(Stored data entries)

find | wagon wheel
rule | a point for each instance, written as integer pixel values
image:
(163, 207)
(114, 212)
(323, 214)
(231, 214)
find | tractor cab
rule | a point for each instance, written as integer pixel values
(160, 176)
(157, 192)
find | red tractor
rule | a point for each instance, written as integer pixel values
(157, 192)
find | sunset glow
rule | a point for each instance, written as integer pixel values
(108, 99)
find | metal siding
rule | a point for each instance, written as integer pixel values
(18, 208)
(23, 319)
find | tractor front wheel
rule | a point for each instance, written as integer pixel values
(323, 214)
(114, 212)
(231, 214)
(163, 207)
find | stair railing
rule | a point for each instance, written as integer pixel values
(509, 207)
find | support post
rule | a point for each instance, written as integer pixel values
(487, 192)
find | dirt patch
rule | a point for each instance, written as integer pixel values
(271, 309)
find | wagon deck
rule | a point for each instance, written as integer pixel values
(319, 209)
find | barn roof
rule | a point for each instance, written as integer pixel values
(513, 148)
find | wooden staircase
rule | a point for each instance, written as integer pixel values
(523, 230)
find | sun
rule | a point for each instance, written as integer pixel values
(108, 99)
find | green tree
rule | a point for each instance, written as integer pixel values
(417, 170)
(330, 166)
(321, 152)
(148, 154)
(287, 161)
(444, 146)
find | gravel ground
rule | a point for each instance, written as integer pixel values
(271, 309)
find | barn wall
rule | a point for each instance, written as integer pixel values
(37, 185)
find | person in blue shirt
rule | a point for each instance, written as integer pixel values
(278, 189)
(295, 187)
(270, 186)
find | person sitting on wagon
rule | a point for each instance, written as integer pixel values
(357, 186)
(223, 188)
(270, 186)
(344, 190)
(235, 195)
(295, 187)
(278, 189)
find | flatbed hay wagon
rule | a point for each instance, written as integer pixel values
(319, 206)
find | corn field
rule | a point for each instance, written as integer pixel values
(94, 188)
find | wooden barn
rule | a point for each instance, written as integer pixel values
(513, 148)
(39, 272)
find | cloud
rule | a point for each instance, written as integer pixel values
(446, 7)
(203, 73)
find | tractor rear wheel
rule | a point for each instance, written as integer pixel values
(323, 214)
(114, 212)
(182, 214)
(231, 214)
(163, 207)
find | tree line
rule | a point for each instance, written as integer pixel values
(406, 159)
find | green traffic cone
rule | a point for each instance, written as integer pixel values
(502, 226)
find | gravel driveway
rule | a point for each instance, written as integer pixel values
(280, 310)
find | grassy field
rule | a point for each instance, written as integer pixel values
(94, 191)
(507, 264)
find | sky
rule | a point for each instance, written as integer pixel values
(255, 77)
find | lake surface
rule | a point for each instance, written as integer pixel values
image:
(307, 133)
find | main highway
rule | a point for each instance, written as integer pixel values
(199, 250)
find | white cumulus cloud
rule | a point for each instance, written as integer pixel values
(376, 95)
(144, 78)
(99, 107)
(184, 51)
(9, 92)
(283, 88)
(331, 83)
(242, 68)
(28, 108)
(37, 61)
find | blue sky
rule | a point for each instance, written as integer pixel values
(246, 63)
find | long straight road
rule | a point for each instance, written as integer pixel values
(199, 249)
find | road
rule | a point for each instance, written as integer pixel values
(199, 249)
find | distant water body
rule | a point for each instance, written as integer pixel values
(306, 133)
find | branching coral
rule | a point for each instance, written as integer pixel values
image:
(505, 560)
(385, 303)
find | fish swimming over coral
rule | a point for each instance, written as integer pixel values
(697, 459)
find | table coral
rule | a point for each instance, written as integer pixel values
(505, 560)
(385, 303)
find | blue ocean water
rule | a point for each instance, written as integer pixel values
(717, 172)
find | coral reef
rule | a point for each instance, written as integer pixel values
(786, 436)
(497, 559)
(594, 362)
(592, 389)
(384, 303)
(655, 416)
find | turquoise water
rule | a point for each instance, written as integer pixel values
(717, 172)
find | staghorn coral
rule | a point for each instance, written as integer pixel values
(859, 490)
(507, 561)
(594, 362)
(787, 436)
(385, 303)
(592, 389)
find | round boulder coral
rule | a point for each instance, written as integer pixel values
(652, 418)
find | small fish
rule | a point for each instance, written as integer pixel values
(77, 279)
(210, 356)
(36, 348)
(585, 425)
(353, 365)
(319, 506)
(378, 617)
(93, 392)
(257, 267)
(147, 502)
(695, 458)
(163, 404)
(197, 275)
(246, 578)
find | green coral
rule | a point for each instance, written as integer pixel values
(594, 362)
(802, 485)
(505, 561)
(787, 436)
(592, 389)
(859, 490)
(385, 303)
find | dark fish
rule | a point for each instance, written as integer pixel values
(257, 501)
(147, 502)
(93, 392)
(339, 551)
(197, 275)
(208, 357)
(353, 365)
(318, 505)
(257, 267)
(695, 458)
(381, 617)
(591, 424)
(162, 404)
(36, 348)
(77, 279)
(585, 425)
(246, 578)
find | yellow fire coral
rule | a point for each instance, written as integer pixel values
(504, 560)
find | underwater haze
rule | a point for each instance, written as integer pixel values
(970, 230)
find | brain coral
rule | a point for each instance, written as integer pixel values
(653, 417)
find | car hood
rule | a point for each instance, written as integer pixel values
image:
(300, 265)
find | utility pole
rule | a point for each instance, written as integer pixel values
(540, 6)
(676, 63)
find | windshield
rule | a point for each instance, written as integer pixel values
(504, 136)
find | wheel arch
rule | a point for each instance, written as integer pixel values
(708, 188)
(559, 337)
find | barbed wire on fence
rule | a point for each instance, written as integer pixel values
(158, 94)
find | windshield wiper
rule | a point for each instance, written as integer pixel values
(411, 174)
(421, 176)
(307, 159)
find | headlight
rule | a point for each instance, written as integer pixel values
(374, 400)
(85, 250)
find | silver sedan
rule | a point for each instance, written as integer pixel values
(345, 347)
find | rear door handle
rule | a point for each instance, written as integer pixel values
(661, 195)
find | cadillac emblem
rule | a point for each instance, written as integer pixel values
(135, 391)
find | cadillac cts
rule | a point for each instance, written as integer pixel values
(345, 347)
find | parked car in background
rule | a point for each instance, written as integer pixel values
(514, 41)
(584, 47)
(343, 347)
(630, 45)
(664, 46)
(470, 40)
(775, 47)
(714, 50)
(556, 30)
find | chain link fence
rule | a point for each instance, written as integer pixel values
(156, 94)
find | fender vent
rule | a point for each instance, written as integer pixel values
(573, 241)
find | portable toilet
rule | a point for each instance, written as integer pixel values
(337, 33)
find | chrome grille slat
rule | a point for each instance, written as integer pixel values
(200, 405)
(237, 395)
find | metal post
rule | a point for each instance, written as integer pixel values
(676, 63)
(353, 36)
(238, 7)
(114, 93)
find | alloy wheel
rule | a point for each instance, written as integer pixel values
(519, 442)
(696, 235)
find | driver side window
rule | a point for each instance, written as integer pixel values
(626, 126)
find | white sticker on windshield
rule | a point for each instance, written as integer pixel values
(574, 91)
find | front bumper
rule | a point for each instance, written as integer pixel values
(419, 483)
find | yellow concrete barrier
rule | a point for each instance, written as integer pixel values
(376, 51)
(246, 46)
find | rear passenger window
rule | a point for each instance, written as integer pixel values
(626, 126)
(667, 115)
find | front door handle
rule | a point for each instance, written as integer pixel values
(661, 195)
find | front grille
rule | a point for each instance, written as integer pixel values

PROBLEM: Which lines in the records above contain the word "coral"? Return each of them.

FINISHED EXERCISE:
find | branching coral
find | fish swimming over coral
find | table coral
find | coral reef
find | staghorn coral
find | round boulder coral
find | green coral
find | yellow fire coral
find | brain coral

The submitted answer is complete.